## RECORD EXCERPTS

-- BEGIN --

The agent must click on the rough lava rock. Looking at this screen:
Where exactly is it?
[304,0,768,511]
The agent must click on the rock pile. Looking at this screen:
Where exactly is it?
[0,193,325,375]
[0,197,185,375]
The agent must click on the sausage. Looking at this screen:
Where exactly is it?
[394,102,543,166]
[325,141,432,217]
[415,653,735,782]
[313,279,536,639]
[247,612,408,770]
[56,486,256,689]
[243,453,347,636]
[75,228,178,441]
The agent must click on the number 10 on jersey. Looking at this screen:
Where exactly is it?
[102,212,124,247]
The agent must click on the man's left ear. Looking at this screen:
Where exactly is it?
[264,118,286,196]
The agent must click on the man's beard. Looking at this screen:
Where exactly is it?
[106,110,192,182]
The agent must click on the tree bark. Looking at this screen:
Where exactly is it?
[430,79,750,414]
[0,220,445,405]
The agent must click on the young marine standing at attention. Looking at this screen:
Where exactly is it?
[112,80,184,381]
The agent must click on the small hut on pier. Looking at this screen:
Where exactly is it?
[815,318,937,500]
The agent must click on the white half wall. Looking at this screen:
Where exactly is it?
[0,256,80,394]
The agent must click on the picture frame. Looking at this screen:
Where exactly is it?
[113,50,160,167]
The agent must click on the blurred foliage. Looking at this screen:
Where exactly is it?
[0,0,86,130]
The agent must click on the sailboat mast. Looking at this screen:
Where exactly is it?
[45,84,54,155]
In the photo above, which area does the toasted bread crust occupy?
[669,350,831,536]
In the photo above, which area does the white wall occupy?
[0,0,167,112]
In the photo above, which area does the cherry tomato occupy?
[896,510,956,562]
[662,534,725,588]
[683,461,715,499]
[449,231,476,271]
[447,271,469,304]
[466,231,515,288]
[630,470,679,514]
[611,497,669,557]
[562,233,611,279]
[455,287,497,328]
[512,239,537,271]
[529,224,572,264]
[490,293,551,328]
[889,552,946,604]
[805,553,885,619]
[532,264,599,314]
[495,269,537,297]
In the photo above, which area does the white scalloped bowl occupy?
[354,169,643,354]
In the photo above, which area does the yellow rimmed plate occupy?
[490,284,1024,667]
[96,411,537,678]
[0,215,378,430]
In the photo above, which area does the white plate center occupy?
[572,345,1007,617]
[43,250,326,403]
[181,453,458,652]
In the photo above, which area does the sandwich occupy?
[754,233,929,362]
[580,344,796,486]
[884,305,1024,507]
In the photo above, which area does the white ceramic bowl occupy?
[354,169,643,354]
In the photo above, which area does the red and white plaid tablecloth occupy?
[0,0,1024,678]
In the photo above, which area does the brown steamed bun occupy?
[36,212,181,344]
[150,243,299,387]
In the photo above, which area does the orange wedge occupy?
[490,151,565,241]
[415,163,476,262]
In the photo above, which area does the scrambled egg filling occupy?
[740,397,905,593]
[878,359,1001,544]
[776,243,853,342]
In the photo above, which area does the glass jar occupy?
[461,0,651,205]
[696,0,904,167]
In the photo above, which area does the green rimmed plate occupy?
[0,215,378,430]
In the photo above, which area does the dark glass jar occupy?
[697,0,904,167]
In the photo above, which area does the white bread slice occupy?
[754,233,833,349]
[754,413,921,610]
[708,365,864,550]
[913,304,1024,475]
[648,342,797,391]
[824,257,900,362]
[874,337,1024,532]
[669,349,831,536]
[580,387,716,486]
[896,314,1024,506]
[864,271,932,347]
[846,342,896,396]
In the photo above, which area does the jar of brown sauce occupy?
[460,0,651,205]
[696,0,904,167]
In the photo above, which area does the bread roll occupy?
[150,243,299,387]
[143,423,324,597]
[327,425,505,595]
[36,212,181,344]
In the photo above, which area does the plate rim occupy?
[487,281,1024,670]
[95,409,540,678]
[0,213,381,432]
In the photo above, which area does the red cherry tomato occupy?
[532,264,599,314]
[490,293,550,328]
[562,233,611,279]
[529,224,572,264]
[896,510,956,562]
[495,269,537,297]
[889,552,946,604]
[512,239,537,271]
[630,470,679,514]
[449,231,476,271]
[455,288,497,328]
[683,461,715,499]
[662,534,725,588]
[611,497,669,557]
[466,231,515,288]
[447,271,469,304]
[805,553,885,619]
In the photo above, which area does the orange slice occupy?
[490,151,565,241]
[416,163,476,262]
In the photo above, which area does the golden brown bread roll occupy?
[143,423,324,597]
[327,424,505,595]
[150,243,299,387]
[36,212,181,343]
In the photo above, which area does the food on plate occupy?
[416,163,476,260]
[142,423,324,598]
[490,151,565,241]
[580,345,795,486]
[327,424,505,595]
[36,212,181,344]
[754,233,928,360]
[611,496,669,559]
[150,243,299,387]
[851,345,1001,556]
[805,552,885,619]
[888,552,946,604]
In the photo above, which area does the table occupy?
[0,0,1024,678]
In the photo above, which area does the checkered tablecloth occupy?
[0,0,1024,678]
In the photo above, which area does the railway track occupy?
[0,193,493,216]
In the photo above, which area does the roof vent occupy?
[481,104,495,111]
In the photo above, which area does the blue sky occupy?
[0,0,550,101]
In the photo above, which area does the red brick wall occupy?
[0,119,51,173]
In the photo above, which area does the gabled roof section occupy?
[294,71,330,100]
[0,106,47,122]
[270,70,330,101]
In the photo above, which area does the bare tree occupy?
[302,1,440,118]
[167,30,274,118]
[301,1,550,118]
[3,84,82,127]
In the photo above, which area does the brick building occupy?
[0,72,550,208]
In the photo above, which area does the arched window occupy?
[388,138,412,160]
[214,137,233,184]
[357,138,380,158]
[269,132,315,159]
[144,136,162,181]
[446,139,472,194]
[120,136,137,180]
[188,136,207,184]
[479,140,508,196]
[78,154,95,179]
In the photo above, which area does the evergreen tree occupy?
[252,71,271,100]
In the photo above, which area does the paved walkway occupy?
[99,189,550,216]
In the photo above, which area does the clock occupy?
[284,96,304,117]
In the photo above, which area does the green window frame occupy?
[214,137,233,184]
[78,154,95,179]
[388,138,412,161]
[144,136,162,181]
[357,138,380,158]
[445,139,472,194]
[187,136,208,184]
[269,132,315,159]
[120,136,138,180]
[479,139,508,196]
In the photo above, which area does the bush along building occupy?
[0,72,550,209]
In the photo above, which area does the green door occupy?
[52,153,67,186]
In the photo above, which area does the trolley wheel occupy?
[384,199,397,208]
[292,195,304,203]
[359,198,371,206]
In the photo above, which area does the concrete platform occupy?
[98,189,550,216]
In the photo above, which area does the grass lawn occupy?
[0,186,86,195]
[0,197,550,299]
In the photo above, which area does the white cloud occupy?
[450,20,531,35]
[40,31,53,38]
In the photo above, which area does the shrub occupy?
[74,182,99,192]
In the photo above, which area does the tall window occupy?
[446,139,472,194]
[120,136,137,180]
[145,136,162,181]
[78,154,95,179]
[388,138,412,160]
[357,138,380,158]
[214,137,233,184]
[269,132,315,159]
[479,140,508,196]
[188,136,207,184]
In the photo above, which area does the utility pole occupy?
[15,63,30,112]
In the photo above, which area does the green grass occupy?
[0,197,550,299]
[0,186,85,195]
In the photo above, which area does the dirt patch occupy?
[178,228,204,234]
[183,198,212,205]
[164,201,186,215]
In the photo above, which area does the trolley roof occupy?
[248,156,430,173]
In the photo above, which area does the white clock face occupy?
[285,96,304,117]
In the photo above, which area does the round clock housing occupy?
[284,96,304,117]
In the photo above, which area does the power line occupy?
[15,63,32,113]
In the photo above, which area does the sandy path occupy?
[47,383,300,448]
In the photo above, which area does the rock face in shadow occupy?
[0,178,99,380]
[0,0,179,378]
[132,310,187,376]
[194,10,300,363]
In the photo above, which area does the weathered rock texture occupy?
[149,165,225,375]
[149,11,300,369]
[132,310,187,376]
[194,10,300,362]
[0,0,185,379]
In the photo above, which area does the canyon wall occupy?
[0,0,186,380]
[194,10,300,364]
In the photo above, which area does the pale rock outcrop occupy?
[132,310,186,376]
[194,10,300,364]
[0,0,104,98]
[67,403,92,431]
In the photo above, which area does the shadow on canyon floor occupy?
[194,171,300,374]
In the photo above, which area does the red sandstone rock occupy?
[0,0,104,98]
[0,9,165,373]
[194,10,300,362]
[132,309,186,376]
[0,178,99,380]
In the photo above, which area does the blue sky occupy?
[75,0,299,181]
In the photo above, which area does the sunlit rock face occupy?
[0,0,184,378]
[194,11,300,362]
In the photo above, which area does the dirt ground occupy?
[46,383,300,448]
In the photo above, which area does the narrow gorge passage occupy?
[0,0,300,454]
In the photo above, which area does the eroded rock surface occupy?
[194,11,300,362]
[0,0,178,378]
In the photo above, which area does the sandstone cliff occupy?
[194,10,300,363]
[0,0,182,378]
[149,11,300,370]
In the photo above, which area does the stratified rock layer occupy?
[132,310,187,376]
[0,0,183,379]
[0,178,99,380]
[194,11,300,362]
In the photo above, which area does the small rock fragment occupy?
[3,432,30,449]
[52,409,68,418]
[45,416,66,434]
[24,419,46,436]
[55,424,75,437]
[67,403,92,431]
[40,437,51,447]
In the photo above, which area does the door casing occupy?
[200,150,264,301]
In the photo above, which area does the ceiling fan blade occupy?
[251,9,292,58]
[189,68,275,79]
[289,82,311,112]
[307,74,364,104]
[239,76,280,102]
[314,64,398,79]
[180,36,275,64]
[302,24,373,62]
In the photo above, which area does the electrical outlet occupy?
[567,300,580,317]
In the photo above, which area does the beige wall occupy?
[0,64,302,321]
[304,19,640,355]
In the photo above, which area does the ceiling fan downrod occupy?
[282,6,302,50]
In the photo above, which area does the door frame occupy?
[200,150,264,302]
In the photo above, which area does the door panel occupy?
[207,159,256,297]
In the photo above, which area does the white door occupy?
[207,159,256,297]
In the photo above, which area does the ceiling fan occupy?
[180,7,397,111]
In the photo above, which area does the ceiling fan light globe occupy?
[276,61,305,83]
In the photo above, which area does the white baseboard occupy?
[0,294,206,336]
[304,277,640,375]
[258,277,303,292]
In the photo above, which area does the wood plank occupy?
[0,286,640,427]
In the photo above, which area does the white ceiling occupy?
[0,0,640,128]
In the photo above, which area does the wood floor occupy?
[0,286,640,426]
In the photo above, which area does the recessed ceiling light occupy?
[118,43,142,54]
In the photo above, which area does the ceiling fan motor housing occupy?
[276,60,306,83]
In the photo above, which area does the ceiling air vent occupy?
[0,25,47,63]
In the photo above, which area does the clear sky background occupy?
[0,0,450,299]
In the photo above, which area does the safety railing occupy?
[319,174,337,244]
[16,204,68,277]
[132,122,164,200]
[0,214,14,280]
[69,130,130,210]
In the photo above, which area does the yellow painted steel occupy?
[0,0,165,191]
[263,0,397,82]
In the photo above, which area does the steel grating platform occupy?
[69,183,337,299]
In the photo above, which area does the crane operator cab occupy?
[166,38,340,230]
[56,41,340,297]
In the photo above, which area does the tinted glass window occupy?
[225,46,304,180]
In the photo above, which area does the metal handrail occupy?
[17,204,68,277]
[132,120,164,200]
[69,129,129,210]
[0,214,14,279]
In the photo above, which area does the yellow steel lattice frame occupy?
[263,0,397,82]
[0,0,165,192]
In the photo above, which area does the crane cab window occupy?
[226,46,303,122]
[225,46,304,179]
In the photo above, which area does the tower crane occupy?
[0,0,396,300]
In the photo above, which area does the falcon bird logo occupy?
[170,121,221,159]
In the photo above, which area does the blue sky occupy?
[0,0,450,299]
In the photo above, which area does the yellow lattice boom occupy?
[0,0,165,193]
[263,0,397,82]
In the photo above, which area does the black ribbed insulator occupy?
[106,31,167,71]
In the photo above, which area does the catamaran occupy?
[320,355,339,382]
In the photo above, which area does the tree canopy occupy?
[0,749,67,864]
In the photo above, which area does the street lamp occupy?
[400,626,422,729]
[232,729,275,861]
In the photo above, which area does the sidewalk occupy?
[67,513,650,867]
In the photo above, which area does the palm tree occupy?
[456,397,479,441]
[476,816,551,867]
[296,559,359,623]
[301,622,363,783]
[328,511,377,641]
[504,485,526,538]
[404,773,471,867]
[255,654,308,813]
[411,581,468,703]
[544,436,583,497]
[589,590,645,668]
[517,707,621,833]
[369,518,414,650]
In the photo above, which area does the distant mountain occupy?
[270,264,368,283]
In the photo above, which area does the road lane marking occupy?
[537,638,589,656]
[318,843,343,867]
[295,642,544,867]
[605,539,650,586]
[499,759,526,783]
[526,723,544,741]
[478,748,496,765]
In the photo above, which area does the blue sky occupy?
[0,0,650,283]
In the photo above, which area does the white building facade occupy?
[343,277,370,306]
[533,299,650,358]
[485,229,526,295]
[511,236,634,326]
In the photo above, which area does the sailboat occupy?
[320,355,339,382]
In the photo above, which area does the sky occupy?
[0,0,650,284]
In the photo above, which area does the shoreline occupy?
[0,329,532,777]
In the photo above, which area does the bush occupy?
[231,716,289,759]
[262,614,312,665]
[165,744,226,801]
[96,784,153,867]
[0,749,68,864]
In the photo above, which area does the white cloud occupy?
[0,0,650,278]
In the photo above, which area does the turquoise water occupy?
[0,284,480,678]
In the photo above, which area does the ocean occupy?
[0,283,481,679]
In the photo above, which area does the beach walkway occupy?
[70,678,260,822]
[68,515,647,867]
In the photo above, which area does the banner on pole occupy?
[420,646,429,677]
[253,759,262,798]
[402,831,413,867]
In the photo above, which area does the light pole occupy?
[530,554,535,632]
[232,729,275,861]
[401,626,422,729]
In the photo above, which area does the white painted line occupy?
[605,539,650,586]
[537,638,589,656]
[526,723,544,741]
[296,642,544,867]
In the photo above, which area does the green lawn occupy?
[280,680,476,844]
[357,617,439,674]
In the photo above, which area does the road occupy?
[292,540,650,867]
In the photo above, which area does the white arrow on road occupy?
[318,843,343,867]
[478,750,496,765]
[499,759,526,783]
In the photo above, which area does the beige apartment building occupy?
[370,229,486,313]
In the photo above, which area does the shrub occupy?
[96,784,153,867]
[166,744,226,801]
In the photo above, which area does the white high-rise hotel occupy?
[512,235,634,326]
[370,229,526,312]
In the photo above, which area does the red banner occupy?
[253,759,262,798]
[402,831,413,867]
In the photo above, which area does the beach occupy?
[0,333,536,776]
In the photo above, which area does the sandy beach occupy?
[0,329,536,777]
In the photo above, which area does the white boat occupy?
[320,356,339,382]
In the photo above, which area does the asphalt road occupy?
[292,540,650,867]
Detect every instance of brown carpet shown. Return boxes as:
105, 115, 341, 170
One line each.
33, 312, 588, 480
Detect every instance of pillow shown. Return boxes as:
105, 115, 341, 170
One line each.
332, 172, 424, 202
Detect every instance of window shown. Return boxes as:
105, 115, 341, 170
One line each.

-- END --

## INSTRUCTION
Display every line of the entries above that contains the word "bush". Matching is case-sensitive.

## OUTPUT OF THE EXERCISE
In the photo above, which area does the bush along building occupy?
In the photo above, which area does the bush occupy?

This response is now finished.